Factors contributing to the diversity of the reconstituting NK cell repertoire
NK cells are the first lymphoid population to emerge after allogeneic HSCT; however, the early posttransplant dynamics of recovering CB-NK cell diversity remain unclear, largely because earlier studies incorporated only a limited number of phenotypic parameters. Thus, using a 40-parameter NK-focused mass cytometry panel (supplemental Table 1), we analyzed samples that were collected prospectively at multiple points from 43 patients who had undergone CBT at this center. The NK cell diversity index in these patients increased progressively over time (Figure 2A). By 3 months posttransplant, the median diversity of the CB-NK cells had more than doubled and was similar to that of patients undergoing PB HSCT measured at the same point (day 100; median, 2546; range, 1360-3874; n = 3).
We next hypothesized that CMV infection, which appears to drive NK cell maturation,25-27 might explain the speed with which the NK cell repertoire acquires diversity after CBT. Indeed, CMV reactivation has been shown to induce upregulation of maturation markers including NKG2C, KIR, and CD57 on the reconstituting NK cells after CBT.28
We first measured NK cell diversity in the PB of healthy adult CMV seropositive and CMV seronegative PB donors and found significantly greater diversity among NK cells from CMV seropositive healthy donors (Figure 2B). CMV reactivation was defined as the number of CMV antigen-positive cells per 1 × 106 leukocytes or by polymerase chain reaction in the first 100 days after CBT. Preemptive therapy was initiated for more than 3 pp65 Ag cells/million white blood cells or CMV DNA copy numbers higher than 137. We further hypothesized that the effect of CMV infection on NK cell maturation and diversity would be most pronounced within the KIR+ compartment, as CMV reactivation stimulates the rapid maturation of NKG2A-KIR+ NK cells.20 To test this idea, we used a serial gating strategy to select and define KIR+ and KIR− populations for each sample (supplemental Figure 2). KIR expressing NK cells in CMV seropositive samples displayed a more mature phenotype, characterized by higher expression of maturation markers such as NKG2C, CD57, CD16, T-bet, perforin, GrA and GrB, and lower expression of CD94, CD62L, and NKG2A compared with results for their KIR− counterparts (Figure 2C), whereas the maturational phenotype did not differ between these 2 populations in healthy CMV seronegative donors (supplemental Figure 3). NK cell diversity was significantly greater within the KIR+ vs the KIR− population in CMV seropositive samples (Figure 2D), but not in the absence of CMV infection (Figure 2D). These results support CMV infection as an important contributor to the maturation and diversification of KIR+ NK cells.

What to do:
1 – In the text on NK cell diversity, how many parameters does the NK-focused mass cytometry panel have?
2 – Extend the text on NK cell diversity with a further paragraph that begins after its final sentence.

Collected data entries:
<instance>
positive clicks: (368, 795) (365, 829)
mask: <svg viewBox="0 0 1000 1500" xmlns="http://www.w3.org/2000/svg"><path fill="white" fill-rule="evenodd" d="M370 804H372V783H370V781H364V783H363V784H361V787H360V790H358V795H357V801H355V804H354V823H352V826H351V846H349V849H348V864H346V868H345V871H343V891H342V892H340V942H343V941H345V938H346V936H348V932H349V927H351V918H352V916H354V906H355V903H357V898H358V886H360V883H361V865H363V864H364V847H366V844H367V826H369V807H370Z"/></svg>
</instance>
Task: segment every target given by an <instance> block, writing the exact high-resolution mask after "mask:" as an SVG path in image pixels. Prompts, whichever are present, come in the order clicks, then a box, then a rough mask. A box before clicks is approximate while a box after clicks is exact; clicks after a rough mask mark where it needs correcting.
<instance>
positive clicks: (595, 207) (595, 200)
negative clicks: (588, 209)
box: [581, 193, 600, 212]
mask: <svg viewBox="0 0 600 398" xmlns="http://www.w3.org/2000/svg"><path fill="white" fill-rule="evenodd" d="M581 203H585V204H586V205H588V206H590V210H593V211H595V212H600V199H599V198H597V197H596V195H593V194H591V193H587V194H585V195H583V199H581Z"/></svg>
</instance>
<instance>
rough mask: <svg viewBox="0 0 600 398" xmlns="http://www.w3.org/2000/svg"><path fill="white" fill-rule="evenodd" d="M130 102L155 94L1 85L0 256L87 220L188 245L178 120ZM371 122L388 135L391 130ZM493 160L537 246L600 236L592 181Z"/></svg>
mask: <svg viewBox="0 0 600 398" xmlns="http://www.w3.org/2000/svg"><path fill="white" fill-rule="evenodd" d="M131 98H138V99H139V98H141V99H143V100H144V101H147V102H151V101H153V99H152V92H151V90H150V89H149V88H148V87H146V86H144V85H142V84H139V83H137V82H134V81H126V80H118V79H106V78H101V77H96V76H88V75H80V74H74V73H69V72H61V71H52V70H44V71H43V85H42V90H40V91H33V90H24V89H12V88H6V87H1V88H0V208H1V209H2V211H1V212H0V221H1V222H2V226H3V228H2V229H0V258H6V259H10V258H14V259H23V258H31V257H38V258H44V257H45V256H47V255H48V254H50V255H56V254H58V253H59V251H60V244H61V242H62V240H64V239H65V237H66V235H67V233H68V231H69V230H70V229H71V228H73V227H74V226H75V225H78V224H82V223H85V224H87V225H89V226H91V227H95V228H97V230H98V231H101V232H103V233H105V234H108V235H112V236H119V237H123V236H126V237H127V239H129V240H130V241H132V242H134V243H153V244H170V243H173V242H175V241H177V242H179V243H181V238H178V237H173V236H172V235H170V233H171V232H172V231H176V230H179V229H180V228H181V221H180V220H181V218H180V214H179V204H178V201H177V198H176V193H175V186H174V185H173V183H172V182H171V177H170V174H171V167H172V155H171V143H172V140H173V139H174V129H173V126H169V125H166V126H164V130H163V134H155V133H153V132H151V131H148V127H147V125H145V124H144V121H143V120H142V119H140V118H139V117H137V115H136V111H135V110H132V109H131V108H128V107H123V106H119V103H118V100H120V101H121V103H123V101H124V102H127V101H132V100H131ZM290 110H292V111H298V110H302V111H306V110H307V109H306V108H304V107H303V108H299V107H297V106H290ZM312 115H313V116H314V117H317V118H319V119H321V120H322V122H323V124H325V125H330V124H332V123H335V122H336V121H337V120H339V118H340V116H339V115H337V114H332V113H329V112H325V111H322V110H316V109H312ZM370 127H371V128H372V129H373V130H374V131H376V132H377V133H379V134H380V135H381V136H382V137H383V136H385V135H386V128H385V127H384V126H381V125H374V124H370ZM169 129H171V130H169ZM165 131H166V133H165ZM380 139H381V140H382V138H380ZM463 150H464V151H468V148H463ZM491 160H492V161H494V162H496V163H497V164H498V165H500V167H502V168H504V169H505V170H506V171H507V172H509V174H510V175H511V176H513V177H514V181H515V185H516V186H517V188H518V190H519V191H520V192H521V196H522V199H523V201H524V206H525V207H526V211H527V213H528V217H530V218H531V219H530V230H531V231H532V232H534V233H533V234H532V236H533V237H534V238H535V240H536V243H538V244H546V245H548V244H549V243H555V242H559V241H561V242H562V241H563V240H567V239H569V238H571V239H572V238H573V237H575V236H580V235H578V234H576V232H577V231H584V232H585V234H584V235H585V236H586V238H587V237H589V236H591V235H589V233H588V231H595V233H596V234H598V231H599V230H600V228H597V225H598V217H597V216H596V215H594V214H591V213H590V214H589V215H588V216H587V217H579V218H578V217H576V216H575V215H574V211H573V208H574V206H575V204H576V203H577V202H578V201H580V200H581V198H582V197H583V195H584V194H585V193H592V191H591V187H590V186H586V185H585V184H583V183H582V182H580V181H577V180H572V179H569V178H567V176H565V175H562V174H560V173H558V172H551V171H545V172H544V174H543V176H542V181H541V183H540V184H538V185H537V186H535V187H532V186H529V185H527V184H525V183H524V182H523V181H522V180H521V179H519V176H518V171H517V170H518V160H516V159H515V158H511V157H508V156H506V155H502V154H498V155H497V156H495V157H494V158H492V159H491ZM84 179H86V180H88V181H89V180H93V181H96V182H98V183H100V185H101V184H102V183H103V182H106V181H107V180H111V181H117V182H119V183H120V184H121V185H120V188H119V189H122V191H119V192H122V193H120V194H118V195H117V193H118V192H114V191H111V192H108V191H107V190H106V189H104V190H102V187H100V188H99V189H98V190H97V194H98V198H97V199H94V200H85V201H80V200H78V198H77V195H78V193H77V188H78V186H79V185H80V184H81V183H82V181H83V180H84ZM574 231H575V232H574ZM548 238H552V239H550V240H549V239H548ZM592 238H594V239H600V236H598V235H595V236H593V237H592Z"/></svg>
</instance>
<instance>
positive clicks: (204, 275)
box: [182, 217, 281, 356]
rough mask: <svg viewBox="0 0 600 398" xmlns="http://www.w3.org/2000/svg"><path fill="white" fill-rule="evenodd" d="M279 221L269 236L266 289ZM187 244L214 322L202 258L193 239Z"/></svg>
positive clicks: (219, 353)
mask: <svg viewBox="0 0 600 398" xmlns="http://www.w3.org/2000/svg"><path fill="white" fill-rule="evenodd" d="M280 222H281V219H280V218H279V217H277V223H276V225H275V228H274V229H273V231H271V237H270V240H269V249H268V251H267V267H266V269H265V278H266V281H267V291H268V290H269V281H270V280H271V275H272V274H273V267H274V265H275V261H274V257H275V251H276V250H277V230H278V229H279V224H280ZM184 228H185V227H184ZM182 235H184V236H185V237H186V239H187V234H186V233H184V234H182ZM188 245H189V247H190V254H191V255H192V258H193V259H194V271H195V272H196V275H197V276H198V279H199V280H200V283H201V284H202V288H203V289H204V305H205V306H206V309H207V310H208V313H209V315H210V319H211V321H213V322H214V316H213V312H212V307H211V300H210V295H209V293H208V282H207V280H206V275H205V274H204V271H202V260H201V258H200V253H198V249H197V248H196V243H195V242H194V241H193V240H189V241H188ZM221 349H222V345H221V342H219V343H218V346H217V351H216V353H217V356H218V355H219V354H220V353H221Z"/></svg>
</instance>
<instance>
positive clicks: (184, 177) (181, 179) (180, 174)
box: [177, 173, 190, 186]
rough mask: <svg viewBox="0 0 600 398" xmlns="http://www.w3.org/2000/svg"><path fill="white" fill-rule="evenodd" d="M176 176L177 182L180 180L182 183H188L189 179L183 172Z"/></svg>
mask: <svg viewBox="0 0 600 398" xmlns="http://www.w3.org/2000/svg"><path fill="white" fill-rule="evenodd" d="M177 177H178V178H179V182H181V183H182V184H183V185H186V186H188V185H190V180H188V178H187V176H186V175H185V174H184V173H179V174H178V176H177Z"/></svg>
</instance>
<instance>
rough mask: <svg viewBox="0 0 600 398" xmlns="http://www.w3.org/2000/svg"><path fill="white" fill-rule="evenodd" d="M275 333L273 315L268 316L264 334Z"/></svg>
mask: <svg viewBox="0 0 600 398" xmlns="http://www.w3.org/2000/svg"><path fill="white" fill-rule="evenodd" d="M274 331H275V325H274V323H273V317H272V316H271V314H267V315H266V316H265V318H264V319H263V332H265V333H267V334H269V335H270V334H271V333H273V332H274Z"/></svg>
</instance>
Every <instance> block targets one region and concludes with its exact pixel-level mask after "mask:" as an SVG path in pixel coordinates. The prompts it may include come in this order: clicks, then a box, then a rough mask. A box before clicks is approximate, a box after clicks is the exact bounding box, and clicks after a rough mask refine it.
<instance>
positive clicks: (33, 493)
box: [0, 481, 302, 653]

Answers to the problems:
1 – 40

2 –
We next tested the influence of CMV reactivation on NK diversity posttransplant. All patients with CMV reactivation after CBT were CMV seropositive before transplant. Notably, the patients with CMV reactivation had significantly higher NK cell diversity indices over the first 100 days after CBT than did those who lacked reactivation (Figure 3A). This relationship was even more pronounced within the KIR+ compartment, whereas neither the KIR+ nor the KIR− NK cell subpopulation showed a change in diversity in patients without CMV reactivation (Figure 3B). Finally, in the cohort with CMV reactivation, KIR+ NK cells expressed increased levels of maturation markers (CD16, CD57), and cytolytic enzymes (GrA, GrB, and perforin), as well as transcription factors and adaptor proteins (Figure 3C), but there were no significant differences in the maturational profiles of KIR+ and KIR− populations among patients without CMV reactivation (supplemental Figure 4). Thus, CMV infection appears to enhance NK cell maturation and diversity during the early posttransplant stages of immune reconstitution, especially among KIR+ NK cells.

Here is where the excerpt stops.